### Text passage:
_ _ _ _ _ _ _
Bahamas	Bahamas, The
Hong Kong	Hong Kong SAR, China
Laos	Lao PDR
Republic of the Congo	Congo, Rep.
Yemen	Yemen, Rep.
Russia	Russian Federation
Ivory Coast	Cote d’Ivoire
Bosnia-Herzegovina	Bosnia and Herzegovina
Brunei	Brunei Darussalam
Macedonia	Macedonia, FYR
Gambia	Gambia, The
North Korea	Korea, Dem. People’s Rep.
Macau	Macao SAR, China
Kyrgyzstan	Kyrgyz Republic
Democratic Republic of the Congo	Congo, Dem. Rep.
East Timor	Timor-Leste

Now let’s see how well each metric from stringdist can reconstruct the truth.

methods <- c("osa", "lv", "dl", "hamming", "lcs", "qgram", "cosine", "jaccard", "jw", "soundex")
distMatches <- data_frame(method=methods) %>% group_by(method) %>% do({
  guess <- names2[apply(stringdistmatrix(true_matches$name1, names2, .$method), 1, which.min)]
  mutate(true_matches, name2.guess=guess)
}) %>% ungroup

distMatches %>% group_by(method) %>%
  summarise(score=mean(name2==name2.guess)) %>%
  arrange(desc(score))

	method	score
1	jw	0.50
2	cosine	0.36
3	jaccard	0.32
4	soundex	0.27
5	lcs	0.23
6	qgram	0.23
7	dl	0.14
8	lv	0.14
9	osa	0.14
10	hamming	0.00

Here, score is the fraction of countries successfully matched by a given method. The highest-scoring method, Jaro–Winkler distance, got only half of the countries right. Let’s see what mistakes it made:

distMatches %>% filter(method=="jw",name2!=name2.guess)
_ _ _ _ _ _ _
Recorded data
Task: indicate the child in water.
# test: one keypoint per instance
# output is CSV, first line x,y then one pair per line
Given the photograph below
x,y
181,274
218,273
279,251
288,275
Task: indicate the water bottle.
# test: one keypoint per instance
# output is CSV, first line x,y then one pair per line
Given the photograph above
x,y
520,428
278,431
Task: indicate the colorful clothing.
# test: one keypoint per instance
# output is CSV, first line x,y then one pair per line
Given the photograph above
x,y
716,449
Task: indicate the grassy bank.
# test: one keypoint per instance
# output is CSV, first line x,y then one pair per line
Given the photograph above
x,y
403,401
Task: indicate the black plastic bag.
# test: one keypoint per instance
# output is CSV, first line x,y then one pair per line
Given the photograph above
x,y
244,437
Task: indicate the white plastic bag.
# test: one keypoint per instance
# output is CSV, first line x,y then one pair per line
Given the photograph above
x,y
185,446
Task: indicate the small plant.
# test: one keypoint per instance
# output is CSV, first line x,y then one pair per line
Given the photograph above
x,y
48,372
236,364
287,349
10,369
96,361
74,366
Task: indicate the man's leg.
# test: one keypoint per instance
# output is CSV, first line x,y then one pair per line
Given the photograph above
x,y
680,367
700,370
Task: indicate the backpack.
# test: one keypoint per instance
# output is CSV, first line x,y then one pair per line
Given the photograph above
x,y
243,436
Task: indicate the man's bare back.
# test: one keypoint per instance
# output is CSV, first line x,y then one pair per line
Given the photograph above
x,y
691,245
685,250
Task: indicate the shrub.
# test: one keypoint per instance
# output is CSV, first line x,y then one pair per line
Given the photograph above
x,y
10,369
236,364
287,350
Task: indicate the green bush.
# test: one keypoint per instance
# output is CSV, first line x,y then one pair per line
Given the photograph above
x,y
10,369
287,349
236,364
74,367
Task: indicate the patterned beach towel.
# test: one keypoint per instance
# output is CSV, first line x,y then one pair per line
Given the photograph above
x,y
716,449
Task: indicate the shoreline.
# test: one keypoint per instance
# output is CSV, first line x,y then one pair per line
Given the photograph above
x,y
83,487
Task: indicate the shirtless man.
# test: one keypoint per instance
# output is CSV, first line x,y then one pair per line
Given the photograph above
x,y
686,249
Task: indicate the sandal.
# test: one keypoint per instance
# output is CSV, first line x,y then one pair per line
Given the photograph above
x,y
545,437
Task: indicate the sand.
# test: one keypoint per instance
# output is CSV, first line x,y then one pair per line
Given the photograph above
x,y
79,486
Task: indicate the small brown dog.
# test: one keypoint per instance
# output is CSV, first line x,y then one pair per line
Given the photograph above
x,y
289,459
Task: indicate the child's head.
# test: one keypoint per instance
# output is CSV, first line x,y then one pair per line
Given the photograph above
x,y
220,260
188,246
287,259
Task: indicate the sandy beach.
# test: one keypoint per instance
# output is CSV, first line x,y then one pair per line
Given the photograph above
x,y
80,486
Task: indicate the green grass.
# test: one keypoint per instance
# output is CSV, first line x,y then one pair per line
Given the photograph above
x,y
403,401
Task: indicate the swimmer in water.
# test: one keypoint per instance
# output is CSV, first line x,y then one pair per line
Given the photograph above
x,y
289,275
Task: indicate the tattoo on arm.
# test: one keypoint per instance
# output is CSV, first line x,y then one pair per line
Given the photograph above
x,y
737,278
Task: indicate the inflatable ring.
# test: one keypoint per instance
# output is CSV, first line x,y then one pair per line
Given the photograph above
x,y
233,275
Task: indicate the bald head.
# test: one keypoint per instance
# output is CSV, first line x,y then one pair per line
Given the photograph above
_ _ _ _ _ _ _
### Work instruction 1:
Answer these questions using the text on matching country names:
(a) Which method got the highest score, and what was that score?
(b) What does "score" stand for?
(c) Which name is paired with "Ivory Coast"?
### Work instruction 2:
Continue the text on matching country names from the point where it stops.

### Task output 1:
(a) Jaro–Winkler distance ("jw"), with a score of 0.50.
(b) The fraction of countries successfully matched by a given method.
(c) Cote d’Ivoire.

### Task output 2:
Global Terrorism Database	World Bank	jw’s guess
Iran	Iran, Islamic Rep.	Ireland
Syria	Syrian Arab Republic	Serbia
South Korea	Korea, Rep.	South Africa
Republic of the Congo	Congo, Rep.	Puerto Rico
Ivory Coast	Cote d’Ivoire	Honduras
Gambia	Gambia, The	Zambia
North Korea	Korea, Dem. People’s Rep.	North America
Macau	Macao SAR, China	Malta
Kyrgyzstan	Kyrgyz Republic	Kazakhstan
Democratic Republic of the Congo	Congo, Dem. Rep.	Dominican Republic
East Timor	Timor-Leste	Ecuador

Why do these distance metrics perform so poorly? In order to transform “East Timor” to “Timor-Leste”, they need to remove 5 characters on the left and append 6 on the right, which makes a total of 11 edits. On the other hand, to transform “East Timor” to “Ecuador”, they keep the leading “E” and trailing “or” and replace only 7 letters in between. These metrics ignore the similarities and focus on the differences.

Local alignment

A similar problem arises in bioinformatics. Let’s say we are interested in the similarities between the human and bee genomes. Naturally, these genomes are quite different, and if we perform global alignment (as in Levenshtein and most other distance metrics), the relatively few conserved genes will be lost in the mismatch noise.

For this reason, bioinformaticians developed algorithms for local alignment, a similarity metric that rewards similarity without punishing for irrelevant differences. In R, a simple local alignment algorithm is included in Biostring’s pairwiseAlignment function.

localMatches <- true_matches %>%
  mutate(name1 %>%
    sapply(function(n)
      pairwiseAlignment(names2, n, type="local", scoreOnly=T) %>% which.max) %>%
    names2[.])
localMatches %>% summarize(score=mean(name2==name2.guess))

The local alignment method guessed 77% of the countries, compared to only 50% countries guessed by the best distance metric. Here are the countries it didn’t guess:

Global Terrorism Database	World Bank	Local alignment’s guess
South Korea	Korea, Rep.	South Asia
Republic of the Congo	Congo, Rep.	Central African Republic
North Korea	Korea, Dem. People’s Rep.	Middle East & North Africa
Democratic Republic of the Congo	Congo, Dem. Rep.	Central African Republic
East Timor	Timor-Leste	East Asia & Pacific (excluding high income)

Every mistake is caused by a lengthy generic qualifier such as South, North, East, or Republic.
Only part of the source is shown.